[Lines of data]
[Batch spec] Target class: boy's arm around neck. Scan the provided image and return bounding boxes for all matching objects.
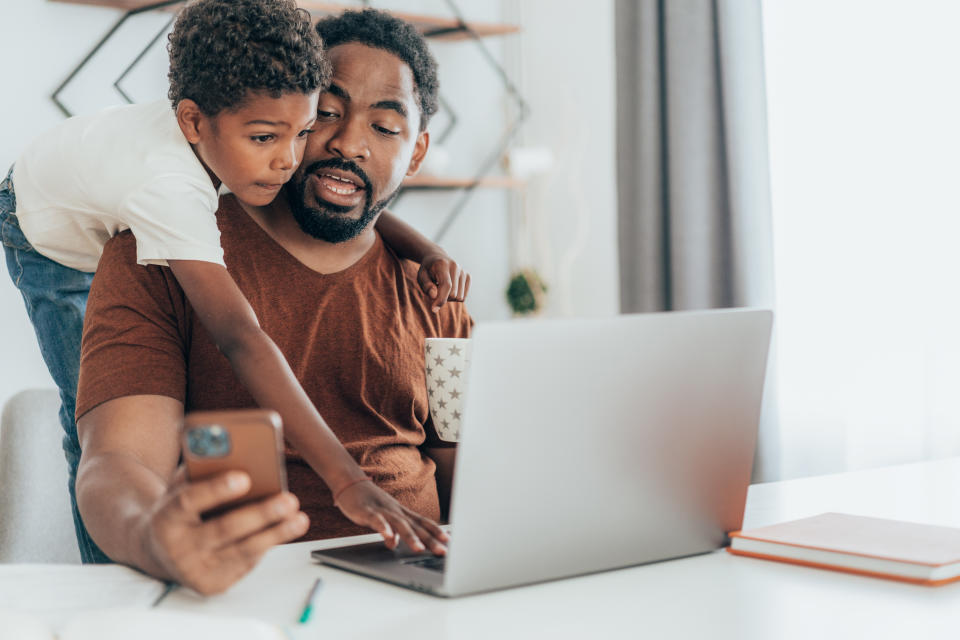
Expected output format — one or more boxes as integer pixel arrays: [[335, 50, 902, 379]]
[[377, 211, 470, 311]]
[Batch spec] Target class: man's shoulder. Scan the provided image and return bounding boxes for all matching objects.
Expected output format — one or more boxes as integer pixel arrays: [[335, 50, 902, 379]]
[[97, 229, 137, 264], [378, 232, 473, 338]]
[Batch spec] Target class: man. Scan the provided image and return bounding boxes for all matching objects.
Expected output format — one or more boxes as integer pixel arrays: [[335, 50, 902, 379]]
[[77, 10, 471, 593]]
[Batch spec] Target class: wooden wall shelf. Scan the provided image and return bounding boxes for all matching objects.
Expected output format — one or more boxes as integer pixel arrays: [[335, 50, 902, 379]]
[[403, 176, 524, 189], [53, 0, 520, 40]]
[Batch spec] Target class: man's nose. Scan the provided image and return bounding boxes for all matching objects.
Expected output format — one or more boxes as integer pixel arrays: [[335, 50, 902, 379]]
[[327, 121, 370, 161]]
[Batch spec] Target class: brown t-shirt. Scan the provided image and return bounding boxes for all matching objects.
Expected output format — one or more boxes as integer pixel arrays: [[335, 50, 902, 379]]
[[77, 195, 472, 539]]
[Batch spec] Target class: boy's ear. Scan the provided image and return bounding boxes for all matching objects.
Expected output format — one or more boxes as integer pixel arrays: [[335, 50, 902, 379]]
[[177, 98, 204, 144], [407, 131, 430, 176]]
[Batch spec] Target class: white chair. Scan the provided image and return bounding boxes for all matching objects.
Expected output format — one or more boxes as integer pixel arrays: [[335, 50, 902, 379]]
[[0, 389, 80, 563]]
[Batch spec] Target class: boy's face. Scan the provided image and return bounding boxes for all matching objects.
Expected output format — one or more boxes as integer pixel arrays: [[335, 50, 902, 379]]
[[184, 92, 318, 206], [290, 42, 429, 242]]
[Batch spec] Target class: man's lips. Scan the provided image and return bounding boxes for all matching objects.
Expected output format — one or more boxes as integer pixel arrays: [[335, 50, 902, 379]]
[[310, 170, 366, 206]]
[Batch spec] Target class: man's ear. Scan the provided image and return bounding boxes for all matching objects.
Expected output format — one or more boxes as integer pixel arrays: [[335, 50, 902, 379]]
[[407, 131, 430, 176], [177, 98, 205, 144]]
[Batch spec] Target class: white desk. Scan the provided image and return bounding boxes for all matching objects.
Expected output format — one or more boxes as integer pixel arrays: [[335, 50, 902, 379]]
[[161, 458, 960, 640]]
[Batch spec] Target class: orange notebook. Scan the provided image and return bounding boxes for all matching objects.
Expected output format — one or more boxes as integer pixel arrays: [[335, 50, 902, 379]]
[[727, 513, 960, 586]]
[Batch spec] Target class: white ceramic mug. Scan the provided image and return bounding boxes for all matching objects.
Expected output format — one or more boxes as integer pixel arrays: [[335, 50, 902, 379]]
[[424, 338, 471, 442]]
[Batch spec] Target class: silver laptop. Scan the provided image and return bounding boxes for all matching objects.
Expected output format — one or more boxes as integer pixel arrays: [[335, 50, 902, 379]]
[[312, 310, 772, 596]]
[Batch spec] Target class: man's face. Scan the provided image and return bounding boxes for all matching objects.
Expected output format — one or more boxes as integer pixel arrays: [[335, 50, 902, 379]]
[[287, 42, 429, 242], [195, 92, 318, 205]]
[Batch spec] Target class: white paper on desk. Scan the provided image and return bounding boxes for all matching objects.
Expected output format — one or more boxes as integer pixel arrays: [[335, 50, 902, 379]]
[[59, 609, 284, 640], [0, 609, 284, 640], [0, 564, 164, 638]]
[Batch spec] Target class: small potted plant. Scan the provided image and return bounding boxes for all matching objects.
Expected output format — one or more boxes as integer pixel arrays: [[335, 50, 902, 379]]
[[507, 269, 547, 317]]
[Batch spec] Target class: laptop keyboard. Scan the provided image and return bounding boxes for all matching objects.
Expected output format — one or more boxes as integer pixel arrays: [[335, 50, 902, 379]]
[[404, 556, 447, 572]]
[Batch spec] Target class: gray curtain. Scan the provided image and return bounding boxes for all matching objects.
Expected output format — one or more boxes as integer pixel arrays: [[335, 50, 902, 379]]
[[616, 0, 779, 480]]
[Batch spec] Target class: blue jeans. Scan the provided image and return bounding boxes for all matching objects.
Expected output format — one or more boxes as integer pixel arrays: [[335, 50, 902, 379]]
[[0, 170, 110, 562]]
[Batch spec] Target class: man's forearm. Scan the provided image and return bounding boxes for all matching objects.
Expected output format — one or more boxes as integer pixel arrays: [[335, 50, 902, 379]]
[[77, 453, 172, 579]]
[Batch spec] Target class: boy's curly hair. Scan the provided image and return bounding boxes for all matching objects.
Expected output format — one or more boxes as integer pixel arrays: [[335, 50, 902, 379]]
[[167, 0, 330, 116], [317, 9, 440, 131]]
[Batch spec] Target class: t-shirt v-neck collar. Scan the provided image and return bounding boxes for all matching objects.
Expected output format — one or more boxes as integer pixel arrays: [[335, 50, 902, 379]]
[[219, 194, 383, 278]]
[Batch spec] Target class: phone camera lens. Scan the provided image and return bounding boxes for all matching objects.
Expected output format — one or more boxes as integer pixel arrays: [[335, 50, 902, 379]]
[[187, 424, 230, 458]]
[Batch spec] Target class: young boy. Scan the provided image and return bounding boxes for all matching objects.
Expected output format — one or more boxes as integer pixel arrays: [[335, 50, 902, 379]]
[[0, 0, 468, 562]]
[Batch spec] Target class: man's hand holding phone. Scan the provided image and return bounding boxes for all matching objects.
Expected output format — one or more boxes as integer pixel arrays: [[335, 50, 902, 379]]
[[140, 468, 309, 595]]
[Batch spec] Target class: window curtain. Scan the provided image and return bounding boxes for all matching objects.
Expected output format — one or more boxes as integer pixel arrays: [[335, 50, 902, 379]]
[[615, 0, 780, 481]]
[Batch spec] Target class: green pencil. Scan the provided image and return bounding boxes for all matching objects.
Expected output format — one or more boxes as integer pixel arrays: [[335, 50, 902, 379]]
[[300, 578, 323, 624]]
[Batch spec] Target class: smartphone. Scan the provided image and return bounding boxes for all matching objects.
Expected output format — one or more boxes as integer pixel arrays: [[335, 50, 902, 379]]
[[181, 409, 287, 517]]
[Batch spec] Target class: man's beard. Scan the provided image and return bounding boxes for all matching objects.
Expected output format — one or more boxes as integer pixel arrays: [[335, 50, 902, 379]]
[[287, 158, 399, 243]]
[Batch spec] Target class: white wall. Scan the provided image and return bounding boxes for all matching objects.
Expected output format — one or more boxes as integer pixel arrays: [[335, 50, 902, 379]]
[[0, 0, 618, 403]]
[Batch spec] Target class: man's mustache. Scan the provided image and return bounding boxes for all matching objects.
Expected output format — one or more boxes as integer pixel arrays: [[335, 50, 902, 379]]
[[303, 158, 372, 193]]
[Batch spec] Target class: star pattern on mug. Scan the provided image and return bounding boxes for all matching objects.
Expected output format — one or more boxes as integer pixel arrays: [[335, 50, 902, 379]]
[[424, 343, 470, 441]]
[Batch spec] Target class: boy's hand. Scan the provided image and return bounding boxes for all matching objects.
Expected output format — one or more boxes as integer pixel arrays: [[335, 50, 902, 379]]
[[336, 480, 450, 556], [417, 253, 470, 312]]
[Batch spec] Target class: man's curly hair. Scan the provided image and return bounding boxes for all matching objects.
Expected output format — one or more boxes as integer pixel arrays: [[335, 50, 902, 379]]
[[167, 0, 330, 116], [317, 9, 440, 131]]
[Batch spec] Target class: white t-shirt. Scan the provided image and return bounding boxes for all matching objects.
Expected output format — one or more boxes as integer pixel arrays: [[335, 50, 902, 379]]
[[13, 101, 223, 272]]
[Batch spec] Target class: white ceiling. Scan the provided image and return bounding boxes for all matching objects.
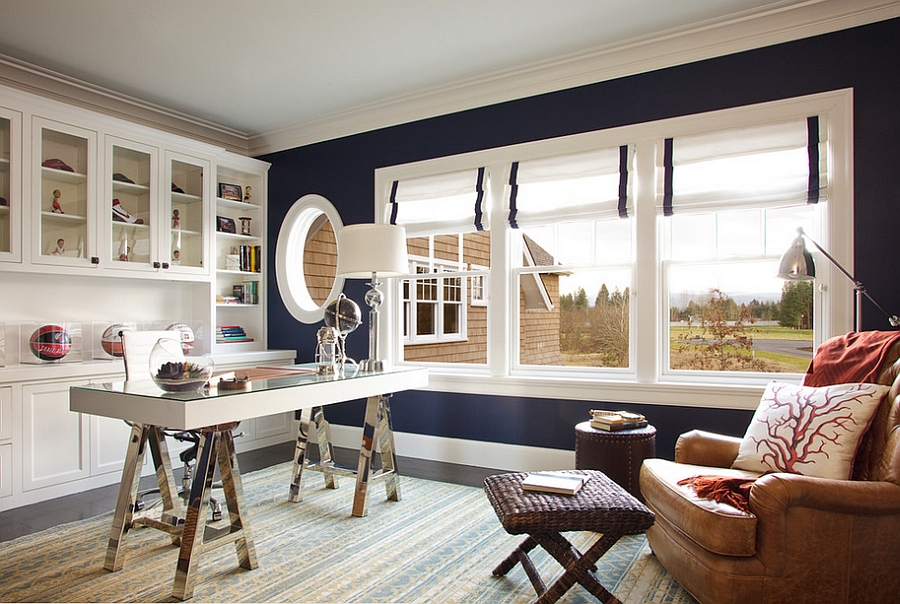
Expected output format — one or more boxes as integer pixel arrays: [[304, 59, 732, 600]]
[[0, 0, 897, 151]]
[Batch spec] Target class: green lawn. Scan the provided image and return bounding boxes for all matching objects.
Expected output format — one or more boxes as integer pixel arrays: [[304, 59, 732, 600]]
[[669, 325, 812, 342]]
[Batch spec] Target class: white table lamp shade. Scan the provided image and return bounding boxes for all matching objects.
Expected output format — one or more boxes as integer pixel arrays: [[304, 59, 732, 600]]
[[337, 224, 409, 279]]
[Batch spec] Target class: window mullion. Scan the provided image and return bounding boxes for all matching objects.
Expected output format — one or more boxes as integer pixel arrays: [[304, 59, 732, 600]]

...

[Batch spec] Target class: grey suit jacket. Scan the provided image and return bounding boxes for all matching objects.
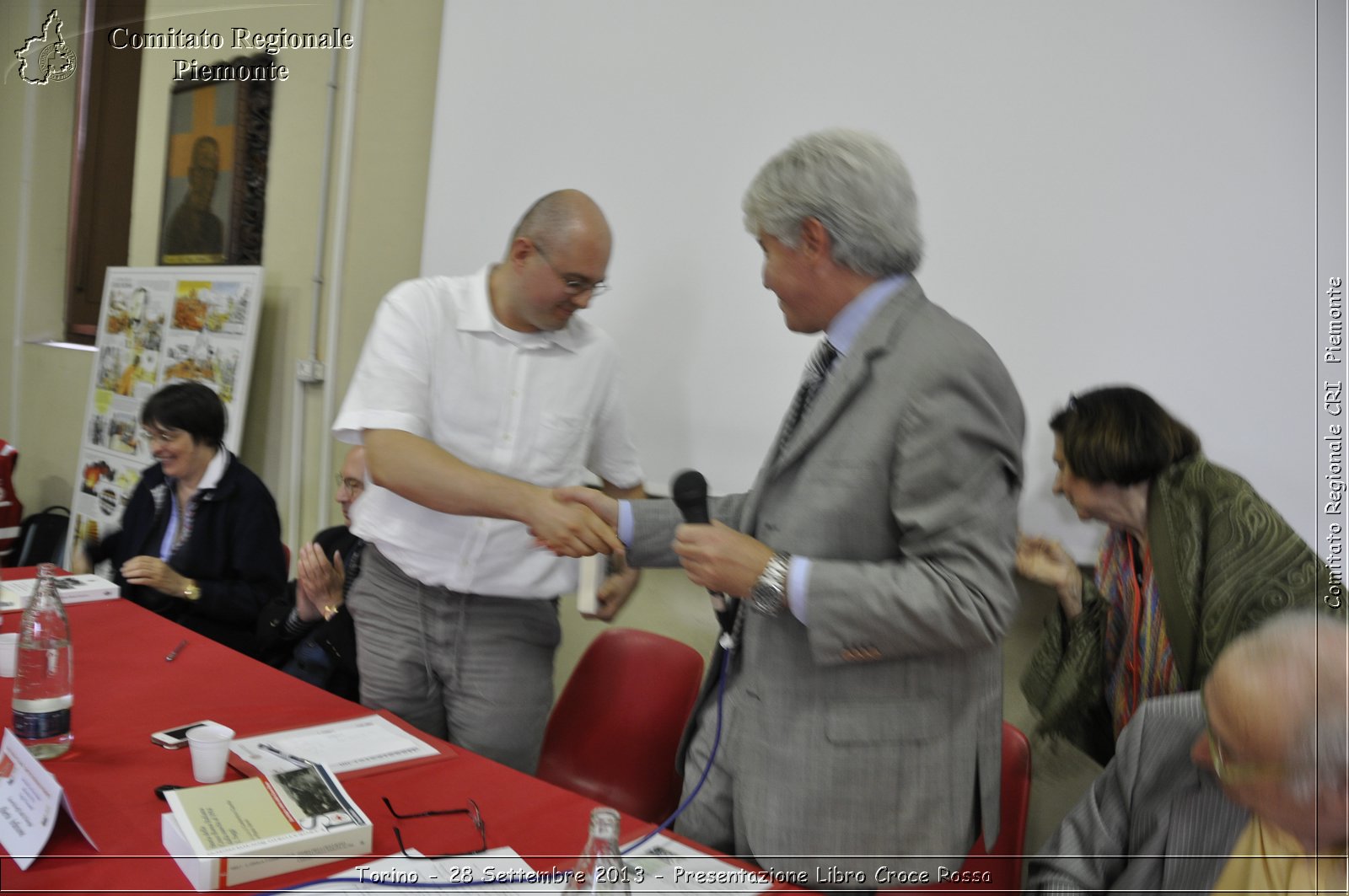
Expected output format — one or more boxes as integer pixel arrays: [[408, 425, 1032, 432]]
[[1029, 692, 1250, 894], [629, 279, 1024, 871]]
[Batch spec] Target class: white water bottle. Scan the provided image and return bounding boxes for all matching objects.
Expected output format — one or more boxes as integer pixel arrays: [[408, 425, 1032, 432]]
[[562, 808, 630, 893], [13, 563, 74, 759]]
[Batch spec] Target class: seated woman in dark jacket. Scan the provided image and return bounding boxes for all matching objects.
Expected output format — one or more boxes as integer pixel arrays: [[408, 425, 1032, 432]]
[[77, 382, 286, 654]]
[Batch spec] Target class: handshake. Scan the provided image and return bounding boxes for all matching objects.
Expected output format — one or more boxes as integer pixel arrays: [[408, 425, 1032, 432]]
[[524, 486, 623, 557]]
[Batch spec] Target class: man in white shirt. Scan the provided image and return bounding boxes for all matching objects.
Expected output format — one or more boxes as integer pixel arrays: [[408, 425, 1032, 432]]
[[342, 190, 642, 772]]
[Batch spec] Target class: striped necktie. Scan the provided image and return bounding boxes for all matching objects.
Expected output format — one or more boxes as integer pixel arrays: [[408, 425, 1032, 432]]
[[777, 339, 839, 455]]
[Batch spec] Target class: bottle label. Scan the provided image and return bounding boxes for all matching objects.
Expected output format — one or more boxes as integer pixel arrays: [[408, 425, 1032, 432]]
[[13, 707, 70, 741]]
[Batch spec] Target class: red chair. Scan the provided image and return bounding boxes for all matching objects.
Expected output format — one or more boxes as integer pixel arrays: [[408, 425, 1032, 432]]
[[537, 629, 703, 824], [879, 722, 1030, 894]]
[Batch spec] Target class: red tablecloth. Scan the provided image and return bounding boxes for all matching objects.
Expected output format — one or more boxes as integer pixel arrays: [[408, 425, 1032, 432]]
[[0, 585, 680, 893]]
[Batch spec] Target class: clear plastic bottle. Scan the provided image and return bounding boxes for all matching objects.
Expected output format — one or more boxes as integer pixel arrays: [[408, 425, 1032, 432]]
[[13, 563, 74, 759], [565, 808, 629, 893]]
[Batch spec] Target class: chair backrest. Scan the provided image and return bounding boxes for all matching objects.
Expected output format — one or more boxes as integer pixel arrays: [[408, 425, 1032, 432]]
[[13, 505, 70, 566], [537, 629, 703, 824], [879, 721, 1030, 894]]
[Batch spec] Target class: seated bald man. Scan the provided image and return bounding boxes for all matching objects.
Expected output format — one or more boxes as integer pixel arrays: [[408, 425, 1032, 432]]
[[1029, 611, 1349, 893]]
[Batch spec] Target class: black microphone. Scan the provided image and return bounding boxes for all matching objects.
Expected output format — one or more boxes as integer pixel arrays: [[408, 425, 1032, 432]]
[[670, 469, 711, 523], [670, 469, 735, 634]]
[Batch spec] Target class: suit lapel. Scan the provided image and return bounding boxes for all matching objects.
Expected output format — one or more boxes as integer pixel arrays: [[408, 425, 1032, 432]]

SHORT PROBLEM →
Quote the lines of the entries above, from the line with "[Batch spec] Target class: handshake." to the line with "721, 1030, 894]]", including both of those lines.

OUTPUT →
[Batch spec] Target class: handshake. Scan the provided image and return bounding boxes for all matching objects.
Expected output format — one or more boxes as integer pixel arrays: [[408, 425, 1032, 432]]
[[524, 486, 623, 557]]
[Batch spec] Target class: man in white shirt. Scan the provided image and return bounding boxes for all matching objects.
Expected output format — one or more boxes as integer pixel arrays: [[408, 425, 1032, 432]]
[[342, 190, 642, 772]]
[Batch spec] Target class: striped necktie. Scan the provided image and return bounding boxes for all matching objects.
Expected output format — one or more boxes as integer pixel arrays: [[408, 425, 1032, 432]]
[[777, 339, 839, 455]]
[Batch spec] Target class: bottle label. Scan the provided image and return bounding boxes for all matching objects.
Expected output format — one or more boxes as integer pixel arrays: [[408, 425, 1032, 432]]
[[13, 707, 70, 741]]
[Batch spec] Target class: red chair. Scan the provided image and return bounding boxes for all matching objects.
Expected output format — one or more boxes as integer pixel arrays: [[408, 425, 1032, 432]]
[[537, 629, 703, 824], [879, 722, 1030, 894]]
[Batch spec] Target class: red tablecloth. Scan the provided image and return bounding boxes for all matching objects.
Expected output format — one or more boxes as integer pixel arrays: [[408, 425, 1032, 432]]
[[0, 585, 680, 893]]
[Batch spec] Target class: clear plastic bottle. Scan the provided image and return bounding boxes for all matching objects.
Expected output format — one or more boxes as integer pixel arrays: [[408, 425, 1032, 432]]
[[13, 563, 74, 759], [565, 808, 629, 893]]
[Batch spec] Target class: chair backrest. Scan the provided image and return bounding boxes for all matching objects.
Expected output format — one or more boxes as integer pixel arrays: [[408, 425, 1032, 432]]
[[13, 505, 70, 566], [537, 629, 703, 824], [879, 721, 1030, 894]]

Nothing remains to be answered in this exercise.